ACTION ITEM: Every line of the data that includes "white" should be copied out.

Text-to-region grounding data:
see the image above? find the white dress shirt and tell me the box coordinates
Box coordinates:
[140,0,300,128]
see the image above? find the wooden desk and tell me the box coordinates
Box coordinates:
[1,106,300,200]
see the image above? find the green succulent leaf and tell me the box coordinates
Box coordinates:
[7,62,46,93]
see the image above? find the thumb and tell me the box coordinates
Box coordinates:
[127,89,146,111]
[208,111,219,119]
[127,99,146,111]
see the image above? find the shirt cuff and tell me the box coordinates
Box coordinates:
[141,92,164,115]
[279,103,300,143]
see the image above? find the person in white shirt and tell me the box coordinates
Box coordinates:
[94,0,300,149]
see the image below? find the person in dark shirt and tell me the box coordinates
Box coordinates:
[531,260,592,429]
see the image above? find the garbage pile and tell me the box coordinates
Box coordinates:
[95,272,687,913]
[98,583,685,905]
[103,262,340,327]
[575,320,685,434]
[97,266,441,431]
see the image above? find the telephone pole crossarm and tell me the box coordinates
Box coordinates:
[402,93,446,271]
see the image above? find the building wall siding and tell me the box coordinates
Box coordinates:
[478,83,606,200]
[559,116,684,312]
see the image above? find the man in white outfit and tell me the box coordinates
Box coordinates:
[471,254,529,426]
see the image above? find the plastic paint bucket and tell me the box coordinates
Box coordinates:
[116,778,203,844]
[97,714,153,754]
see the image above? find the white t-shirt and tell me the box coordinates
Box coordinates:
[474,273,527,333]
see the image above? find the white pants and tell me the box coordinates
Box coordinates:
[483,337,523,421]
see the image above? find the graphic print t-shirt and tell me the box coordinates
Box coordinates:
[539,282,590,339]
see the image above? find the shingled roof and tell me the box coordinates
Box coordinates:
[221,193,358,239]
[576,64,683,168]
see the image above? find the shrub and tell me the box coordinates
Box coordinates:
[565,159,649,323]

COMPLETED EXERCISE:
see the image above? find the white dress shirt and tell me the box coordinates
see the image above? find the person in white shirt and tell me the box coordinates
see the image above? find the man in white outfit and tell me the box coordinates
see the image above? find the white t-shirt and tell me the box coordinates
see the image above? find the white pants and tell me the box coordinates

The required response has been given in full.